Craig's fourth novel, In a Dark Wood, concerned the interplay between fairytales and manic depression, and her fifth, Love in Idleness, updates Shakespeare's A Midsummer Night's Dream, setting the story in a holiday villa near Cortona, Italy.
She had judged numerous literary prizes including the Whitbread Novel Award in 2005, the Booktrust Teen Book Award in 2008, and the 2018 Wingate Prize.
Her sixth novel, Hearts and Minds, concerned with the lives of legal and illegal immigrants in London, was longlisted for the 2009 Baileys Women's Prize for Fiction.
In 2011, she contributed the short story "Red Berries" to an anthology supporting the Woodland Trust.
The anthology, Why Willows Weep, has so far helped the Woodland Trust plant approximately 50,000 trees, and was re-released in paperback format in 2016.
Her seventh novel, The Lie of the Land (2017), concerned with a London professional couple who can't afford to divorce and move to Devon to a rented house which has been the scene of a murder, was cited as "in the vanguard of the Brexit novel" by Danuta Kean in The Guardian.
It was praised by Henry Hitchings in the Financial Times, who commented: "It seems strange that none of Craig's books have been adapted for TV, and the medium is one to which The Lie of the Land would be well suited. An enjoyable, sharp-witted and at times knowingly melodramatic novel, it lives up to the promise of its title – diagnosing the state of the nation without becoming grandiose, and debunking a few quaint myths about the patterns and textures of rural life."
It was BBC Radio 4's Book at Bedtime in August 2017.
The Guardian chose it as one of the 2017 Books of the Year, as did The Irish Times, The Financial Times, The Observer, and The Telegraph.
Craig has set two of her novels, A Private Place and The Lie of the Land, in Devon, a county that she has compared to C. S. Lewis's Narnia.
In an interview with Jackie McGlone of The Glasgow Herald, Craig described how encountering the poverty of North Devon shocked her.
Craig was dropped as a judge for the Mslexia Fiction & Memoir Competition by women’s writing magazine Mslexia in September 2020 after she signed a letter to The Times condemning online abuse of J.K. Rowling.
Craig has written a cycle of nine interconnected novels dealing with contemporary British society, often in an expansive, dramatic and satirical manner that has made her a leading proponent of the social novel.
Her multi-stranded approach to writing fiction has been compared to that of Anthony Trollope, Honoré de Balzac, and Charles Dickens.
Her eighth novel, The Golden Rule was published in 2020 and was described as a "wry comedy-cum-thriller reimagining of Patricia Highsmith Strangers on a Train and Beauty and the Beast", with Craig's skill as a "State of the Nation novelist" depicting a "starkly divided" Britain noted in addition to "offering comfort and wit, compassion and philosophical speculation."
The Golden Rule was longlisted for the 2021 Women's Prize for fiction.
Her ninth novel was The Three Graces (2023).
Craig gave the annual Trollope Society lecture in 2022 and the 2023 Dorothy L. Sayers lecture, published in the Daily Telegraph stating that both had influenced her novels and her life-choices.
Following her struggle to get A Vicious Circle published, she became an active campaigner with International PEN for the reform of UK libel laws.
In an opinion piece in The Independent, Craig asked why fiction remains obsessed by historical fiction and neglects the contemporary, saying she has "set out to take the DNA of a Victorian novel – its spirit of realism, its strong plot, its cast of characters who are not passively shaped by circumstances but who rise to challenges or escape them."
She has said in interviews that she considers writing contemporary fiction to be "a moral duty".
Craig's short stories have been published in Good Housekeeping, The Mail on Sunday, the Sunday Express, the New Statesman and collections such as Valentine's Day Duckworth and Good Housekeeping Great Escapes in support of Childline.

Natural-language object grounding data
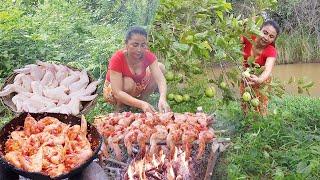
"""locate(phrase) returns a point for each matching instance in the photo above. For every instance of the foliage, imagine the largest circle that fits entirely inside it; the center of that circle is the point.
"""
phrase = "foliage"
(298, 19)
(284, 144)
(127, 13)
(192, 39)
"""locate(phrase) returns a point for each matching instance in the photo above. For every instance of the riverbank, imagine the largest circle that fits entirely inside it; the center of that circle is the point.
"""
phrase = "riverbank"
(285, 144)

* * *

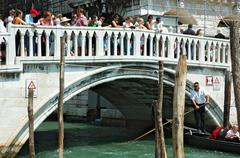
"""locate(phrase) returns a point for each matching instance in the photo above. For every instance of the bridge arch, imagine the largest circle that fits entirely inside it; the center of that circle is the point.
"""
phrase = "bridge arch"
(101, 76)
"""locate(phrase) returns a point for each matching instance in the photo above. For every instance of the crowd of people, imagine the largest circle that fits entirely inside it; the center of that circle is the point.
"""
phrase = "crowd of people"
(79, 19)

= Your goal =
According to the passage about Craig's novels, where is the story of Love in Idleness set?

= Response area =
In a holiday villa near Cortona, Italy.